_Objective_
Reproduce the items word for word, from the start of the items to the line with "point(105, 453)", both included.
** begin Input material **
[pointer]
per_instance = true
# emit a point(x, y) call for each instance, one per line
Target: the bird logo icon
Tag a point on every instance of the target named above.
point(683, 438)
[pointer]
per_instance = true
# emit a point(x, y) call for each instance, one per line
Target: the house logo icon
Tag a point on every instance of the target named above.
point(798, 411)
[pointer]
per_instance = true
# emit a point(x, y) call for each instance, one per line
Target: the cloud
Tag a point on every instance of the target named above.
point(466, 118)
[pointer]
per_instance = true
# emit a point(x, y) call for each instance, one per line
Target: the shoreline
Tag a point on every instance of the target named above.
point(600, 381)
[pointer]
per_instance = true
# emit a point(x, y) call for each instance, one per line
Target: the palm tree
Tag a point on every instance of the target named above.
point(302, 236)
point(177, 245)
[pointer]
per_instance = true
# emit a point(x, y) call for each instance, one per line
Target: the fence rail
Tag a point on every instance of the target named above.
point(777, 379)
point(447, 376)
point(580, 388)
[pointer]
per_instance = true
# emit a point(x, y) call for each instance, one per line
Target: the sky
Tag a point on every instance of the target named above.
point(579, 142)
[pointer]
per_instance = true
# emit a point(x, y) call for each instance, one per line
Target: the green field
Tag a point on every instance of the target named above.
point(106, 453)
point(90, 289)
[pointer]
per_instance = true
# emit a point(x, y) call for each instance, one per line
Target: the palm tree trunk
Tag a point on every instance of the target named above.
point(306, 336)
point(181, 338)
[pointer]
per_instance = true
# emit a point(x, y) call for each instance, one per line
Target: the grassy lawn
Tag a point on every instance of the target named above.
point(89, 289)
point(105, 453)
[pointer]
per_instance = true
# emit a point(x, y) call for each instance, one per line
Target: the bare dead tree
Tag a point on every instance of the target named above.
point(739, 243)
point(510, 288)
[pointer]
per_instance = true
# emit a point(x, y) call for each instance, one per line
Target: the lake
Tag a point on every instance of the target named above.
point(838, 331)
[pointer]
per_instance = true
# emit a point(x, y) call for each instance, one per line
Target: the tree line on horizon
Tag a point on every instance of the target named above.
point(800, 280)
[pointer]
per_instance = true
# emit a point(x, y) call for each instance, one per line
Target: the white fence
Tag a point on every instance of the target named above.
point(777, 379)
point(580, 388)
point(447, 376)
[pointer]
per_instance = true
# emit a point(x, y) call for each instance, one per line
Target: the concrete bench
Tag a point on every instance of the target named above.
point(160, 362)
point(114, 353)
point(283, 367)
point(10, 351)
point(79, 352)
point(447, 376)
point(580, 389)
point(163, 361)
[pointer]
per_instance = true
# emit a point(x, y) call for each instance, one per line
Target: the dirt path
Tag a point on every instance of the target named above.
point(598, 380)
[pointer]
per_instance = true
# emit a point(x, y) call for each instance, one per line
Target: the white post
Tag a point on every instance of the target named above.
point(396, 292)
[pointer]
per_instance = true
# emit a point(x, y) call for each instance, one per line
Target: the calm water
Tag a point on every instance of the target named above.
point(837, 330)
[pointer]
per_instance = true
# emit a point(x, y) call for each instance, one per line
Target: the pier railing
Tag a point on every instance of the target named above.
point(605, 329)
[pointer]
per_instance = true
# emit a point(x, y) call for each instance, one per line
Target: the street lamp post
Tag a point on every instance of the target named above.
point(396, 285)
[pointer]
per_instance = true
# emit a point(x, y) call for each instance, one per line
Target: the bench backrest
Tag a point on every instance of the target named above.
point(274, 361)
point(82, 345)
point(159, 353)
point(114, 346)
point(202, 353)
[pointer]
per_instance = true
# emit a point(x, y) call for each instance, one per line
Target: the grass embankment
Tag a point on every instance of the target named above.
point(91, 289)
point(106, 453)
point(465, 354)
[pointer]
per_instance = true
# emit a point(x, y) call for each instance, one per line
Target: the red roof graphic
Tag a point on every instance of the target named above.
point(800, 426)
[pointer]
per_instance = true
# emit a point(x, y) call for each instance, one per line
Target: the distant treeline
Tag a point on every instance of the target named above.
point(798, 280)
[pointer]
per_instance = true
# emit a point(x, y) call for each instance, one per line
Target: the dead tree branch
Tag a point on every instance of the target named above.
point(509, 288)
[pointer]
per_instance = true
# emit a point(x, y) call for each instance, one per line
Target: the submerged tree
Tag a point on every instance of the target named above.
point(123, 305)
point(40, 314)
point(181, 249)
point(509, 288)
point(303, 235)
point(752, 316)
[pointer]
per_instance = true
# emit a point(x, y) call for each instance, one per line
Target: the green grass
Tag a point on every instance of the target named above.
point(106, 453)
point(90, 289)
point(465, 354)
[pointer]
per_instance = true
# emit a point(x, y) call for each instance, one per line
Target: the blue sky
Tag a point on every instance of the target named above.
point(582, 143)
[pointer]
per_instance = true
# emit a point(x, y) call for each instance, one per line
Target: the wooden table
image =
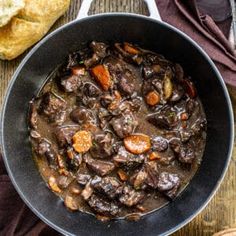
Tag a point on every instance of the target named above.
point(221, 211)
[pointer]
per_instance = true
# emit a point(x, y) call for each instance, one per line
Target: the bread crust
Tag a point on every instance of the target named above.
point(29, 26)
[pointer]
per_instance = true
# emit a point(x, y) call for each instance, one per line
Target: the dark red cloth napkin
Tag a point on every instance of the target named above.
point(211, 36)
point(15, 217)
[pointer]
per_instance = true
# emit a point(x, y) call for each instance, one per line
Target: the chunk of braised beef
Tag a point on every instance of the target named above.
point(124, 124)
point(99, 52)
point(102, 145)
point(103, 206)
point(159, 144)
point(99, 167)
point(91, 90)
point(177, 93)
point(129, 160)
point(110, 186)
point(179, 72)
point(83, 179)
point(70, 83)
point(164, 118)
point(146, 176)
point(104, 117)
point(166, 157)
point(126, 82)
point(44, 148)
point(168, 183)
point(130, 197)
point(149, 71)
point(64, 181)
point(186, 153)
point(82, 115)
point(87, 191)
point(64, 134)
point(99, 48)
point(175, 144)
point(152, 176)
point(53, 107)
point(33, 115)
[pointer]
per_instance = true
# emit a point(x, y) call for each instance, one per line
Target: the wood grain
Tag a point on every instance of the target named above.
point(221, 212)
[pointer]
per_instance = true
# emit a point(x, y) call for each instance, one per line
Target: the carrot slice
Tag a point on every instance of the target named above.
point(52, 182)
point(78, 70)
point(137, 143)
point(189, 88)
point(152, 98)
point(82, 141)
point(184, 116)
point(130, 49)
point(102, 75)
point(154, 156)
point(122, 175)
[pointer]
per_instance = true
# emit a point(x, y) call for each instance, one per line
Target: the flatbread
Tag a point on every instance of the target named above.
point(8, 9)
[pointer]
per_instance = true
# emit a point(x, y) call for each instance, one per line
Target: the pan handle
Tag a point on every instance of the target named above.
point(151, 5)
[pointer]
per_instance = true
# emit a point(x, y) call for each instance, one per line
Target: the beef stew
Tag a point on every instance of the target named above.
point(117, 131)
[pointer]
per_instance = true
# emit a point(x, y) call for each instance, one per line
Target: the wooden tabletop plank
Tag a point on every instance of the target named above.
point(221, 212)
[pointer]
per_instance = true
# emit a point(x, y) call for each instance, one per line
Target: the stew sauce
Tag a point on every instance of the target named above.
point(117, 131)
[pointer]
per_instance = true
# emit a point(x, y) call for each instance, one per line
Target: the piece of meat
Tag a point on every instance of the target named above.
point(129, 160)
point(150, 71)
point(82, 115)
point(99, 52)
point(64, 181)
point(168, 184)
point(124, 124)
point(159, 144)
point(64, 134)
point(104, 117)
point(177, 93)
point(33, 115)
point(44, 148)
point(179, 72)
point(130, 197)
point(99, 48)
point(126, 82)
point(110, 186)
point(100, 167)
point(71, 203)
point(83, 179)
point(91, 90)
point(186, 153)
point(165, 118)
point(102, 145)
point(71, 83)
point(147, 176)
point(102, 206)
point(87, 191)
point(53, 107)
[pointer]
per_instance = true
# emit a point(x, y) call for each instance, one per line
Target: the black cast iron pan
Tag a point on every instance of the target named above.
point(148, 33)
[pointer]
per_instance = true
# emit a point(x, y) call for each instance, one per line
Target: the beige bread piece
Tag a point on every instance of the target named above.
point(8, 9)
point(29, 26)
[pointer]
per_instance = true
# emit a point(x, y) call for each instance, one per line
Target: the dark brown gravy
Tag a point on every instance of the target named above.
point(154, 199)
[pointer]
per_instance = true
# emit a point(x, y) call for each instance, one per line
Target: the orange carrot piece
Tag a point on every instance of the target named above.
point(122, 175)
point(152, 98)
point(137, 143)
point(82, 141)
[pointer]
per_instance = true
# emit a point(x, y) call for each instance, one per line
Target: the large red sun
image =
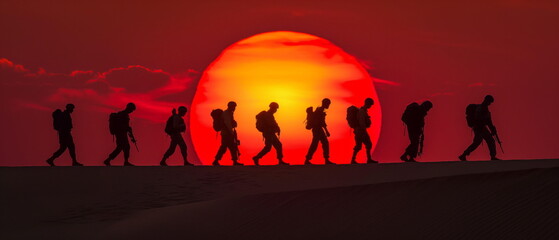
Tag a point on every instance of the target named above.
point(296, 70)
** end Input material **
_Correct answer_
[pointer]
per_instance = true
# emit a point(x, y) call for each instance, one per line
Target: the bird logo icon
Tag a point on every instance of the target named above.
point(683, 438)
[pointer]
per_instance = true
# emit a point(x, y) call for each instance, one per line
Target: the house logo icon
Tag a point on every instance of the target named above.
point(798, 411)
[pointer]
per_instance = true
# emit a point(x, y) call for each instance, one per line
Target: the cloud
Tag a point on every instance of the target named above.
point(466, 118)
[pointer]
per_instance = true
# emit a point(x, y) call for each instance, one per line
Target: the shoreline
Tag a point on every instance of the target named above.
point(600, 381)
[pointer]
per_instance = true
# emit a point(x, y) call for each instance, one per line
Target: the palm tree
Tag a point on every instance of the target named above.
point(302, 236)
point(177, 245)
[pointer]
per_instance = true
# emit a point(x, y) call for each instance, one per line
Target: the fence rail
Tag a point on every instance of the target named above.
point(777, 379)
point(447, 376)
point(580, 388)
[pointer]
per_instance = true
# emit a point(x, y) call for each instance, one per line
Target: the sky
Tag a point on every instance of the target named above.
point(579, 142)
[pointer]
per_instance = true
# emit a point(x, y) call for each instance, one per line
Target: the green field
Tag a point on every instance of the target named above.
point(106, 453)
point(90, 289)
[pointer]
per_instance = true
# emit a point(x, y) call for each instance, one per line
Target: the palm tree trunk
Tag a point on every instance of the target named above.
point(306, 336)
point(181, 338)
[pointer]
per_instance = true
# emit a point(x, y) call for each instance, one per line
Target: the grassy lawn
Tag a point on every instance of the target named above.
point(89, 289)
point(105, 453)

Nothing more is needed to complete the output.